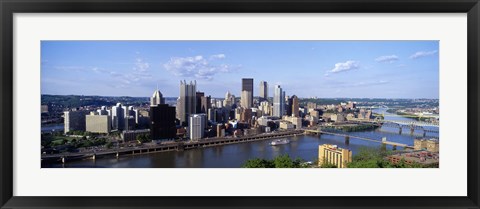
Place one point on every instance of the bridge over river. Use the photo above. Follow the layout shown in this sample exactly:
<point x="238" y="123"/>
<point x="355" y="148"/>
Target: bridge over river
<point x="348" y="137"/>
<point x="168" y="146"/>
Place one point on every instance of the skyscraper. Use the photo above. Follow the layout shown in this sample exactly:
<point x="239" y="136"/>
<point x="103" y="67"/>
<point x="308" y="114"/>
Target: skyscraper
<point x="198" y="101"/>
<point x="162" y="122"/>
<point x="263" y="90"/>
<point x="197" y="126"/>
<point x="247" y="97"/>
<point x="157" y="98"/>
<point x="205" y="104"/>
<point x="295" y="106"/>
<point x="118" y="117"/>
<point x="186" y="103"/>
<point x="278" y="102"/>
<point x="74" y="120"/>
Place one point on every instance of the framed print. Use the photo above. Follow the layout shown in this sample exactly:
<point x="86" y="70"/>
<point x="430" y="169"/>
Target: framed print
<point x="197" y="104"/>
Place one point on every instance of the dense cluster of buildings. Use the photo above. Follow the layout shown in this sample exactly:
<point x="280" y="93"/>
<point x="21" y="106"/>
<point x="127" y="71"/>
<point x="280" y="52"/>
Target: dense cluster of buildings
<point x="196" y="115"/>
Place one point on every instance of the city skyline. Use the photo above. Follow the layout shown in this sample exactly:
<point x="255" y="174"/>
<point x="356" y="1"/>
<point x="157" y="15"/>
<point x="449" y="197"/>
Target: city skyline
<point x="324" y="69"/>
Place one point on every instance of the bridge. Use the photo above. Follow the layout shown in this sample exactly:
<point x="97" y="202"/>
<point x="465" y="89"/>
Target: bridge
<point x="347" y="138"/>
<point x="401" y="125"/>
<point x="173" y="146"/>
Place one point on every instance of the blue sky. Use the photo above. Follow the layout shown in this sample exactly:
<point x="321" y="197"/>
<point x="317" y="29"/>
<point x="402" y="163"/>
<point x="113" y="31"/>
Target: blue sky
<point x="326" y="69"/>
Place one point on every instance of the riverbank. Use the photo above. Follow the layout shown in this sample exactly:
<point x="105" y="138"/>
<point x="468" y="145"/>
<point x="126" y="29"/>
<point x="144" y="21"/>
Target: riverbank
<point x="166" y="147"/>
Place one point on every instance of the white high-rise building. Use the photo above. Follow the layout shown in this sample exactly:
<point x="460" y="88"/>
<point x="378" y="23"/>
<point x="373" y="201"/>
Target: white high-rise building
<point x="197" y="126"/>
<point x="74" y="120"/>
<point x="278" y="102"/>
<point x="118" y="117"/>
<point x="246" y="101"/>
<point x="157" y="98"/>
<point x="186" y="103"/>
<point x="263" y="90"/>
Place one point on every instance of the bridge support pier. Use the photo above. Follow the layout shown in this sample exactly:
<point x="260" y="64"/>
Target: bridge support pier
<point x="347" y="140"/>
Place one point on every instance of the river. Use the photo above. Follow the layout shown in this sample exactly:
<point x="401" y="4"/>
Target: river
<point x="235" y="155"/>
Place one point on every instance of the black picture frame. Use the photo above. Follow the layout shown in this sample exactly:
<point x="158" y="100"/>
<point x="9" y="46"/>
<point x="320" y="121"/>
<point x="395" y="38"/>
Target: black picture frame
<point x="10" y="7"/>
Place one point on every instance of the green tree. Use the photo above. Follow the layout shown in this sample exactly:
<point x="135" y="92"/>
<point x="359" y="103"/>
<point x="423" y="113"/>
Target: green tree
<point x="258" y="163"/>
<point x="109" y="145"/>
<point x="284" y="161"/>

--

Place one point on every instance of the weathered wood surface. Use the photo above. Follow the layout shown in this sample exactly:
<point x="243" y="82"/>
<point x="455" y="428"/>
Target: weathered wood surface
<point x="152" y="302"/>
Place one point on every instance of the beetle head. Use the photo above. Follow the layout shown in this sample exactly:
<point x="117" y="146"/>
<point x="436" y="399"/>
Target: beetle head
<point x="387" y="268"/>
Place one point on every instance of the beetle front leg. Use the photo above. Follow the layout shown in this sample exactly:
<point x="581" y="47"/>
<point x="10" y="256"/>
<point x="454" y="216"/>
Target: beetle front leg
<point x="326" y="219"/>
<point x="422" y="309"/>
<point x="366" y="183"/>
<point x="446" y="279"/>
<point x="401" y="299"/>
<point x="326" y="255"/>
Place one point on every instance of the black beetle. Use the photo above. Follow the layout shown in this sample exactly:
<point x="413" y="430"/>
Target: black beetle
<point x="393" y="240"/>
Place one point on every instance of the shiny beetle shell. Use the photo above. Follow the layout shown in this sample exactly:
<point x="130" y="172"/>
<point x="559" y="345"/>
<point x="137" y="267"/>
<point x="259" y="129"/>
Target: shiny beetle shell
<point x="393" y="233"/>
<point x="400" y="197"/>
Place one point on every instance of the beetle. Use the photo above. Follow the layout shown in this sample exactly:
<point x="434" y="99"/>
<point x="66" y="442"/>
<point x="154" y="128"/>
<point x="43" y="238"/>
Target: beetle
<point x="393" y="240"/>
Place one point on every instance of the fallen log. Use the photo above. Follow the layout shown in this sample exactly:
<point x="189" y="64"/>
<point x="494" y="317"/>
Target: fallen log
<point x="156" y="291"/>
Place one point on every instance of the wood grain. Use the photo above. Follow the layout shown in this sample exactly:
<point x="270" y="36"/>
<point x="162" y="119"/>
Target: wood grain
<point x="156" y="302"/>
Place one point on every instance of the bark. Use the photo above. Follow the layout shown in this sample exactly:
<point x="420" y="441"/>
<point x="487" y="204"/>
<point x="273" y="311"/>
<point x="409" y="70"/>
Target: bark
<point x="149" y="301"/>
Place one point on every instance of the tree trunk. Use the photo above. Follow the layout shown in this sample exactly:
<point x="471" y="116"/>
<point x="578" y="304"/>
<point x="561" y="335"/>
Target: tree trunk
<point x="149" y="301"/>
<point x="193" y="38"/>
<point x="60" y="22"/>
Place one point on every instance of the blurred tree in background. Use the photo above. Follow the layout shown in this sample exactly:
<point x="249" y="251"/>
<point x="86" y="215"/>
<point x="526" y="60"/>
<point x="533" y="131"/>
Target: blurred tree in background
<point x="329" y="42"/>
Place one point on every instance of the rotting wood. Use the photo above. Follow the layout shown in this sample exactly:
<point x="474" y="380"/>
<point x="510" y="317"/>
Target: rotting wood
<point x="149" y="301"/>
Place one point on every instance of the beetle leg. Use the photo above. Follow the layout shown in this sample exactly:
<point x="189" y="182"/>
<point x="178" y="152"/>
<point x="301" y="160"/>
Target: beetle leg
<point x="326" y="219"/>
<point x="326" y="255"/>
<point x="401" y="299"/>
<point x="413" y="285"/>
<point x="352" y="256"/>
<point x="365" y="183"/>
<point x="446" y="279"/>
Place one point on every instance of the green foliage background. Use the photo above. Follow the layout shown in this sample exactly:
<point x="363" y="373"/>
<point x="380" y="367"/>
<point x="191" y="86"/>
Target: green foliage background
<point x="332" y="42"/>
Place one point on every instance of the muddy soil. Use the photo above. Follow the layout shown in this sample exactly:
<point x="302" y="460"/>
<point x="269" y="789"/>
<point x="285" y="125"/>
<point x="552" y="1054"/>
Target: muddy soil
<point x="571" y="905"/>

...

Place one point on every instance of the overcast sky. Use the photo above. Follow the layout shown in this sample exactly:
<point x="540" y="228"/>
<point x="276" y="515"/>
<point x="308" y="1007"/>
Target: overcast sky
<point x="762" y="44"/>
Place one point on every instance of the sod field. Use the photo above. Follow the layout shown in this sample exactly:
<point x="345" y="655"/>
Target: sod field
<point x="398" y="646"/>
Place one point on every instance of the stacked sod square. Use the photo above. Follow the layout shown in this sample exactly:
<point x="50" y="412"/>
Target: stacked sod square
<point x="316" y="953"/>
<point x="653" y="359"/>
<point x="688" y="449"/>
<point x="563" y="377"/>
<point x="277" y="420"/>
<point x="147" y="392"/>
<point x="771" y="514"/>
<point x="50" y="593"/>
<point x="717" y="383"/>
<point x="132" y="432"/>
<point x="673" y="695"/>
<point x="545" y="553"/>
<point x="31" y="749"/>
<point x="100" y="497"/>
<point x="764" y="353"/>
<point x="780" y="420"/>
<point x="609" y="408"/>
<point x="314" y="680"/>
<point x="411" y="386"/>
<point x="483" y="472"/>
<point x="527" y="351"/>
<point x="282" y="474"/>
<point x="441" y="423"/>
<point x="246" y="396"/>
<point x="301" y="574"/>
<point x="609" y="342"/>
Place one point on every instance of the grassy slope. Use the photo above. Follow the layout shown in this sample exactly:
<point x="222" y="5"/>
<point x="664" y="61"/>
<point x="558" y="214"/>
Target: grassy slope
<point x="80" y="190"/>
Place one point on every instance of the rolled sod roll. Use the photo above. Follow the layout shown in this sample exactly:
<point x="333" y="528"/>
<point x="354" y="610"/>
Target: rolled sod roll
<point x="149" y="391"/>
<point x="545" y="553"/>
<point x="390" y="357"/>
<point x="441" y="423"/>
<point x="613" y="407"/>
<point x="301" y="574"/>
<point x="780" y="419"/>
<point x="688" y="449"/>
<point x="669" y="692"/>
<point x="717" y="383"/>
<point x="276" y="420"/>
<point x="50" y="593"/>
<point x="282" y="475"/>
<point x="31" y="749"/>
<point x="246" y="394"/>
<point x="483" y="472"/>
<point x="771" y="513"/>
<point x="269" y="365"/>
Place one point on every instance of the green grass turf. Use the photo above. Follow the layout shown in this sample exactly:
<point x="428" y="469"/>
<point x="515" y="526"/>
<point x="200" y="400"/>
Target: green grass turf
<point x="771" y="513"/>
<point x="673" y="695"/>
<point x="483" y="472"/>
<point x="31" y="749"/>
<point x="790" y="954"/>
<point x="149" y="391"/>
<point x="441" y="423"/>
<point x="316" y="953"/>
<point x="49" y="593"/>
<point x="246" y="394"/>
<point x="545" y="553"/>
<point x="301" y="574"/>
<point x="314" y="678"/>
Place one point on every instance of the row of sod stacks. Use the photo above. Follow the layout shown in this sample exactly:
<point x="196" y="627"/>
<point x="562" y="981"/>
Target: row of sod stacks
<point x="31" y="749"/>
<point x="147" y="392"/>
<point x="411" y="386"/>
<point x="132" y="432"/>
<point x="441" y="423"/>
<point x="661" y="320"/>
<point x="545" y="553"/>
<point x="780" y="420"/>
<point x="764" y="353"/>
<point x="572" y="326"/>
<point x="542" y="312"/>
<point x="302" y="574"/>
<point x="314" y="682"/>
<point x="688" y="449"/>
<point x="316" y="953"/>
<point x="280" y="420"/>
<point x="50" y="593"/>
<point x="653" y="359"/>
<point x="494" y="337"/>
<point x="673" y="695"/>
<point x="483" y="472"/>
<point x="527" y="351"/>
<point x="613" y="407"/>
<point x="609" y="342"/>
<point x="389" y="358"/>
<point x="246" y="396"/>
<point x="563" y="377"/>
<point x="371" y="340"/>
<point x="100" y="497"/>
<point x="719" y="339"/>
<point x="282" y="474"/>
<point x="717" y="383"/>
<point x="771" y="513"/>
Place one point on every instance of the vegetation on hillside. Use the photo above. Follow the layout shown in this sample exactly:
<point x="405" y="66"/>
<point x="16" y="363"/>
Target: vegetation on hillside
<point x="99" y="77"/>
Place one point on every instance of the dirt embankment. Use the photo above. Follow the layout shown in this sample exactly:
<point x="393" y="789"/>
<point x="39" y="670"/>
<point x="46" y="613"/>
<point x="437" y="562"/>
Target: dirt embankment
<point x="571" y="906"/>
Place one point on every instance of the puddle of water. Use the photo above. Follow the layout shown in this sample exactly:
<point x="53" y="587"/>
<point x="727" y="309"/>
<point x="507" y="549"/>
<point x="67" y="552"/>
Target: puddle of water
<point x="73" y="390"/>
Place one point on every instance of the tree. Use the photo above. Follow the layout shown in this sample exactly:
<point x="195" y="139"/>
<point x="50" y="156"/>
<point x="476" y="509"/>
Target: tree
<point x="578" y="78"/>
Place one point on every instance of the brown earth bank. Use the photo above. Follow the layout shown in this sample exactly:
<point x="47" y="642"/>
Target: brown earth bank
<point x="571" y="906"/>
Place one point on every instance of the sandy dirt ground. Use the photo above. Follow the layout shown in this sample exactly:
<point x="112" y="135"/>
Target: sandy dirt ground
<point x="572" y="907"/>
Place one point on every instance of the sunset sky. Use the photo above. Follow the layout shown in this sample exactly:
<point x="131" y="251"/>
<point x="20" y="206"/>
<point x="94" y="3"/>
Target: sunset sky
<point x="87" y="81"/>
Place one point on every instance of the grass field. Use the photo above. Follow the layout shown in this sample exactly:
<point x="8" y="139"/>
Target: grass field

* _EXERCISE DESCRIPTION_
Send back exactly the lines of the listing above starting at the one with "Place one point on every instance of the sunset" and ending at the one with "Target: grass field", inclusive, and no others.

* _RESPONSE FOR THIS EXERCISE_
Place one point on every instance of the sunset sky. Use the photo above. Follow the layout shown in this sample exactly:
<point x="131" y="251"/>
<point x="20" y="206"/>
<point x="94" y="3"/>
Target: sunset sky
<point x="87" y="81"/>
Place one point on every instance of the grass field. Use the photo above. Follow the layout shown in this sample exactly:
<point x="8" y="139"/>
Target: grass field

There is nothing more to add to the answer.